Source records =
------

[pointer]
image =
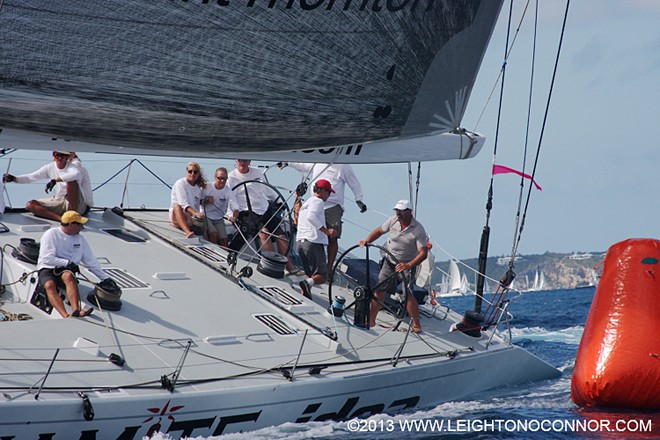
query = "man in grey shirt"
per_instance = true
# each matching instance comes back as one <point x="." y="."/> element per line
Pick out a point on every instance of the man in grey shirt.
<point x="407" y="242"/>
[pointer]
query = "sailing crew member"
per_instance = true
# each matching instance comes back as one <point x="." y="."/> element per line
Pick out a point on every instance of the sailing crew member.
<point x="339" y="175"/>
<point x="61" y="251"/>
<point x="65" y="180"/>
<point x="218" y="198"/>
<point x="407" y="242"/>
<point x="186" y="198"/>
<point x="313" y="236"/>
<point x="254" y="198"/>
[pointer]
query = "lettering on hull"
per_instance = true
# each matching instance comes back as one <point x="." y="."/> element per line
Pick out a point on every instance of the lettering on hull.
<point x="217" y="425"/>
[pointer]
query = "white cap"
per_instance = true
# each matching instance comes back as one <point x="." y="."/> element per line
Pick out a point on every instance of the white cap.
<point x="402" y="205"/>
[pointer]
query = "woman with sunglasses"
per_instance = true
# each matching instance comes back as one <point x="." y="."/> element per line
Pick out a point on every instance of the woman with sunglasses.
<point x="186" y="200"/>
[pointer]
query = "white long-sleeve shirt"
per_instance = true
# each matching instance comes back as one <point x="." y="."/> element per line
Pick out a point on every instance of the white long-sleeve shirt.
<point x="50" y="171"/>
<point x="58" y="249"/>
<point x="338" y="175"/>
<point x="311" y="219"/>
<point x="185" y="195"/>
<point x="259" y="194"/>
<point x="85" y="183"/>
<point x="223" y="199"/>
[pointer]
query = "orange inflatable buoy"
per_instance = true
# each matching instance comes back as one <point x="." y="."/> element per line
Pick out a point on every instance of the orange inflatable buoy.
<point x="618" y="362"/>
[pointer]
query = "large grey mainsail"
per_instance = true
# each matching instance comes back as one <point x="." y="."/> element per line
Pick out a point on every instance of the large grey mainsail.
<point x="235" y="76"/>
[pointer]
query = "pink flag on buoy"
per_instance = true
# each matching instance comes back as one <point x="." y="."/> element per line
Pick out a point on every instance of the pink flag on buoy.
<point x="501" y="169"/>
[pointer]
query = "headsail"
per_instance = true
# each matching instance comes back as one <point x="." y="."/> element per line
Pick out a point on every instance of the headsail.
<point x="223" y="78"/>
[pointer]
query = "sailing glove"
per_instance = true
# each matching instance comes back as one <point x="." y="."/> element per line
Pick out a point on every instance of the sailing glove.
<point x="50" y="185"/>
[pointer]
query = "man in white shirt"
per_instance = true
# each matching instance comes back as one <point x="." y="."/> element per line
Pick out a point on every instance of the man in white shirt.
<point x="186" y="199"/>
<point x="313" y="236"/>
<point x="339" y="175"/>
<point x="254" y="198"/>
<point x="65" y="179"/>
<point x="61" y="251"/>
<point x="407" y="242"/>
<point x="218" y="199"/>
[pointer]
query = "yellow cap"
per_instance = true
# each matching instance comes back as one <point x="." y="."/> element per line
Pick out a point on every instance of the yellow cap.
<point x="73" y="217"/>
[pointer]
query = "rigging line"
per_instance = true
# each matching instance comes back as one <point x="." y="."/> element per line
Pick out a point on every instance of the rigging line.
<point x="514" y="245"/>
<point x="545" y="116"/>
<point x="506" y="58"/>
<point x="128" y="165"/>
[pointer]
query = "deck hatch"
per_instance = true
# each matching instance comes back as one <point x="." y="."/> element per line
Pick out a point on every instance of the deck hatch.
<point x="125" y="235"/>
<point x="124" y="279"/>
<point x="209" y="254"/>
<point x="274" y="322"/>
<point x="281" y="295"/>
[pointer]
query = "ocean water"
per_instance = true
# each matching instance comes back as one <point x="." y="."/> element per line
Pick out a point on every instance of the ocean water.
<point x="548" y="324"/>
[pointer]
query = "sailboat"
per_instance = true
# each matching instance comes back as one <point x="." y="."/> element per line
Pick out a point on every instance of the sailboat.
<point x="203" y="341"/>
<point x="539" y="281"/>
<point x="454" y="284"/>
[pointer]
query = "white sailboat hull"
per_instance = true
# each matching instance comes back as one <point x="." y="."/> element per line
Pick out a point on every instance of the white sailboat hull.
<point x="231" y="378"/>
<point x="209" y="413"/>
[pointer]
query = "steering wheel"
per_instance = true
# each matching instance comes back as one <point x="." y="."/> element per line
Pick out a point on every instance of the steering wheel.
<point x="248" y="224"/>
<point x="366" y="290"/>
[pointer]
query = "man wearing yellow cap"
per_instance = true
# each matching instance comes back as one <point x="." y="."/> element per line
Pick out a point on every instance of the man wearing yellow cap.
<point x="62" y="250"/>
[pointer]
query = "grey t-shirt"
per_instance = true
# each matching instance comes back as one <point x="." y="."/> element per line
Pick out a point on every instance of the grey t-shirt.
<point x="404" y="244"/>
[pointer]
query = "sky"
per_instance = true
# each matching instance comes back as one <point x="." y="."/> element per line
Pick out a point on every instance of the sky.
<point x="598" y="163"/>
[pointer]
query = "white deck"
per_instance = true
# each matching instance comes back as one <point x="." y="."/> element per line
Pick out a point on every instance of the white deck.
<point x="233" y="367"/>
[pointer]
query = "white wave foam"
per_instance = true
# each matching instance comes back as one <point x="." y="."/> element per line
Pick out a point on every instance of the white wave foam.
<point x="570" y="335"/>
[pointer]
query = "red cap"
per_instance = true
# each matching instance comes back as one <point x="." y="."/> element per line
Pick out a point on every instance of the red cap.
<point x="322" y="183"/>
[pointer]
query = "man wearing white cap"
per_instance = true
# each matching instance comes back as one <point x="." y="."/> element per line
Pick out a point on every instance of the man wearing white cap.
<point x="313" y="236"/>
<point x="61" y="250"/>
<point x="407" y="242"/>
<point x="65" y="179"/>
<point x="339" y="175"/>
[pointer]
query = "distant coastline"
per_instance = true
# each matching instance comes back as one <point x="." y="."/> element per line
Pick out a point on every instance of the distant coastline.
<point x="559" y="270"/>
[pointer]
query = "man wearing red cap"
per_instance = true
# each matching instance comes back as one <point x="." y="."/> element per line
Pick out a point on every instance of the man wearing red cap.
<point x="313" y="236"/>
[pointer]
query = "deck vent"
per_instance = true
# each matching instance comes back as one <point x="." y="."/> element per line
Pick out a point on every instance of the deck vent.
<point x="124" y="279"/>
<point x="281" y="295"/>
<point x="209" y="254"/>
<point x="125" y="235"/>
<point x="274" y="322"/>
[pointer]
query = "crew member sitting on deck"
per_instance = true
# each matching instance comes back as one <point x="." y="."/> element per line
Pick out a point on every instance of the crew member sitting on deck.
<point x="65" y="179"/>
<point x="62" y="250"/>
<point x="185" y="211"/>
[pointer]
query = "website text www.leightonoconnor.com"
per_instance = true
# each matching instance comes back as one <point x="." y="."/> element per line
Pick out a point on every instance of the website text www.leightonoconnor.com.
<point x="499" y="425"/>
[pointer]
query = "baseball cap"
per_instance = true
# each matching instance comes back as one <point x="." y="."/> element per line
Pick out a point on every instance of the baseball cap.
<point x="402" y="205"/>
<point x="322" y="183"/>
<point x="73" y="217"/>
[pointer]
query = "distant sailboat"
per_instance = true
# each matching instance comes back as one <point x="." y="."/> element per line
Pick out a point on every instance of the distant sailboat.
<point x="454" y="284"/>
<point x="539" y="282"/>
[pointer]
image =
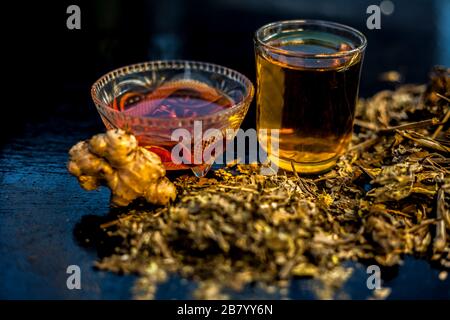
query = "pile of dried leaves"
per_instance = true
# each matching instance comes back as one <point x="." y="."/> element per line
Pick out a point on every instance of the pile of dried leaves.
<point x="387" y="197"/>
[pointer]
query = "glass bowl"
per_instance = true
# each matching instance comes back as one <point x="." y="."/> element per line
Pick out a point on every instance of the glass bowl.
<point x="156" y="133"/>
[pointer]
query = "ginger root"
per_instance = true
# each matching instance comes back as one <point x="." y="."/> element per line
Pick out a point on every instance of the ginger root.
<point x="114" y="159"/>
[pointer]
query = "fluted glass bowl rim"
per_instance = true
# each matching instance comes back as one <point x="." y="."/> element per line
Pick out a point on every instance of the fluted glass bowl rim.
<point x="156" y="65"/>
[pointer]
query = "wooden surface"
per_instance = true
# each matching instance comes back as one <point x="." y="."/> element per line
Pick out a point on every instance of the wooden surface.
<point x="47" y="222"/>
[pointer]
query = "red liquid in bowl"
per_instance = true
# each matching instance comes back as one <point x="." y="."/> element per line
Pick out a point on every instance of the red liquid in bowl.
<point x="176" y="99"/>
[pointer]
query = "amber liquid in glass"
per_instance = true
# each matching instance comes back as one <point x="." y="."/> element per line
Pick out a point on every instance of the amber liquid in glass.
<point x="310" y="104"/>
<point x="176" y="99"/>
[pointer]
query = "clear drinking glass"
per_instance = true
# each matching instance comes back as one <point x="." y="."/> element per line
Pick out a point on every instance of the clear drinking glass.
<point x="308" y="76"/>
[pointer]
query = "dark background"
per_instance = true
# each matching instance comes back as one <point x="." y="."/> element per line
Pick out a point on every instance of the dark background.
<point x="45" y="217"/>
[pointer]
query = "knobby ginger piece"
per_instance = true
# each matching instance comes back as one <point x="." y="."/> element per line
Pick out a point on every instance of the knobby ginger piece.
<point x="114" y="159"/>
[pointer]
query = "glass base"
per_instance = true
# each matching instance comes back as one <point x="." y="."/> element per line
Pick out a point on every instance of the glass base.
<point x="305" y="167"/>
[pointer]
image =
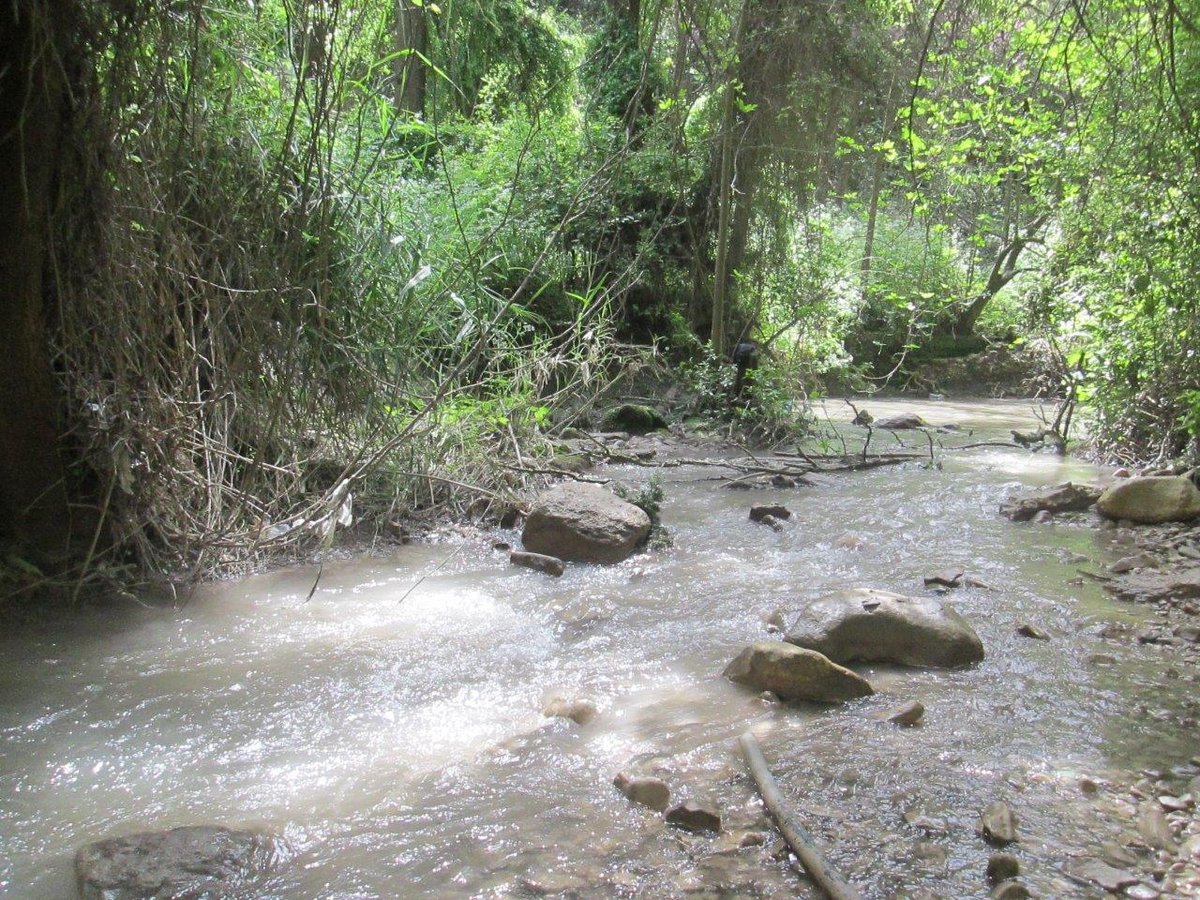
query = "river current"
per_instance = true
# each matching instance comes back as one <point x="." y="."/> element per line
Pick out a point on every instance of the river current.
<point x="390" y="729"/>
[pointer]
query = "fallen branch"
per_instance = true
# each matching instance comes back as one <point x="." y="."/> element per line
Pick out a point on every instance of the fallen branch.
<point x="797" y="835"/>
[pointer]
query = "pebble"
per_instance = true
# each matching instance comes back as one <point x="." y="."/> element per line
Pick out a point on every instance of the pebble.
<point x="997" y="823"/>
<point x="694" y="817"/>
<point x="1153" y="827"/>
<point x="1002" y="867"/>
<point x="1143" y="891"/>
<point x="651" y="792"/>
<point x="1011" y="889"/>
<point x="580" y="712"/>
<point x="1096" y="873"/>
<point x="1027" y="630"/>
<point x="907" y="715"/>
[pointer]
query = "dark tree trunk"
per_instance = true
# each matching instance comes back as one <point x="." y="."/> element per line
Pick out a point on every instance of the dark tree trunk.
<point x="34" y="509"/>
<point x="412" y="41"/>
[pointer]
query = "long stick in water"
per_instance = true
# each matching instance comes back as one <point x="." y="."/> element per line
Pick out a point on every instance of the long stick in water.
<point x="797" y="835"/>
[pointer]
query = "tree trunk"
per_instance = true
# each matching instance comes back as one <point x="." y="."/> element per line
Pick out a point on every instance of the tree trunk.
<point x="413" y="46"/>
<point x="725" y="197"/>
<point x="34" y="510"/>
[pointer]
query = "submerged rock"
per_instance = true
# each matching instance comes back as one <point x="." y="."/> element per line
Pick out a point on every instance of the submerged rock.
<point x="195" y="861"/>
<point x="881" y="627"/>
<point x="580" y="712"/>
<point x="695" y="817"/>
<point x="538" y="562"/>
<point x="634" y="418"/>
<point x="1150" y="501"/>
<point x="761" y="513"/>
<point x="585" y="523"/>
<point x="901" y="423"/>
<point x="1065" y="498"/>
<point x="907" y="715"/>
<point x="1002" y="867"/>
<point x="796" y="673"/>
<point x="651" y="792"/>
<point x="997" y="823"/>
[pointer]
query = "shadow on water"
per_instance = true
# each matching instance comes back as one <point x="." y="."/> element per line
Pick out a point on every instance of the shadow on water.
<point x="403" y="744"/>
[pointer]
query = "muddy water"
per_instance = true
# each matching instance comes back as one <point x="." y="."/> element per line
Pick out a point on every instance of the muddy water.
<point x="394" y="733"/>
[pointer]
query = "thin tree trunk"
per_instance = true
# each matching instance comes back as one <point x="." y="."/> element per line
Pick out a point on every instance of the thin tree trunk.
<point x="725" y="198"/>
<point x="413" y="46"/>
<point x="34" y="509"/>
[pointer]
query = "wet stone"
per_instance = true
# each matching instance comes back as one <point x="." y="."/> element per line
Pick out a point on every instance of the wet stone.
<point x="997" y="823"/>
<point x="1002" y="867"/>
<point x="651" y="792"/>
<point x="761" y="513"/>
<point x="695" y="817"/>
<point x="195" y="861"/>
<point x="1143" y="891"/>
<point x="1011" y="889"/>
<point x="1092" y="871"/>
<point x="538" y="562"/>
<point x="1117" y="856"/>
<point x="580" y="712"/>
<point x="907" y="715"/>
<point x="1153" y="828"/>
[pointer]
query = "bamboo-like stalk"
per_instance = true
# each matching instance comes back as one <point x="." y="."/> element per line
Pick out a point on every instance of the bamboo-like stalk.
<point x="798" y="838"/>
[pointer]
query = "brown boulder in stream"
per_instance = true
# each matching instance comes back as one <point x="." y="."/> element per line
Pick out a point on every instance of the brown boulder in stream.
<point x="1065" y="498"/>
<point x="585" y="523"/>
<point x="796" y="673"/>
<point x="1151" y="499"/>
<point x="881" y="627"/>
<point x="195" y="861"/>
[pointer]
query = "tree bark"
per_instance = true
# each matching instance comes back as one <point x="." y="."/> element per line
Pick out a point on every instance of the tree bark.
<point x="1003" y="270"/>
<point x="725" y="197"/>
<point x="413" y="46"/>
<point x="34" y="509"/>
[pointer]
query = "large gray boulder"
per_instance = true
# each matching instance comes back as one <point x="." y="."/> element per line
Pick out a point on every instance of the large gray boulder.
<point x="796" y="673"/>
<point x="881" y="627"/>
<point x="1063" y="498"/>
<point x="196" y="861"/>
<point x="585" y="523"/>
<point x="1151" y="499"/>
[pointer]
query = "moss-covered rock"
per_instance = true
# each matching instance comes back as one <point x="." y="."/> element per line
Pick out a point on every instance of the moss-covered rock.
<point x="634" y="418"/>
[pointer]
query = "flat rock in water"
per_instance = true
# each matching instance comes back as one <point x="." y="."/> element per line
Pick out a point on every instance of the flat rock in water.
<point x="757" y="514"/>
<point x="947" y="579"/>
<point x="881" y="627"/>
<point x="580" y="712"/>
<point x="538" y="562"/>
<point x="1150" y="501"/>
<point x="997" y="823"/>
<point x="1092" y="871"/>
<point x="651" y="792"/>
<point x="901" y="423"/>
<point x="635" y="419"/>
<point x="1153" y="827"/>
<point x="585" y="523"/>
<point x="195" y="861"/>
<point x="1065" y="498"/>
<point x="1002" y="867"/>
<point x="695" y="817"/>
<point x="796" y="673"/>
<point x="907" y="715"/>
<point x="1009" y="889"/>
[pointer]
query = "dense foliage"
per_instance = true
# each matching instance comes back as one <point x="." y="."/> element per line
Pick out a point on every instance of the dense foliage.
<point x="307" y="251"/>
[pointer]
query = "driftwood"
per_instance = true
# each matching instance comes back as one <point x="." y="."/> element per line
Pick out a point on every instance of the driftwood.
<point x="797" y="835"/>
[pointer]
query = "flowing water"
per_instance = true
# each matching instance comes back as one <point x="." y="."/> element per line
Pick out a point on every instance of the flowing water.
<point x="394" y="736"/>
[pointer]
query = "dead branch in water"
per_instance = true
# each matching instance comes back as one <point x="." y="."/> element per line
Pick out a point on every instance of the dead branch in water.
<point x="798" y="838"/>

------

YOUR INSTRUCTIONS = Extract every line of the material above that contains the string "sunglasses", copying each line in full.

TASK RESULT =
query = "woman with sunglasses"
Pick out a point on every instance of the woman with sunglasses.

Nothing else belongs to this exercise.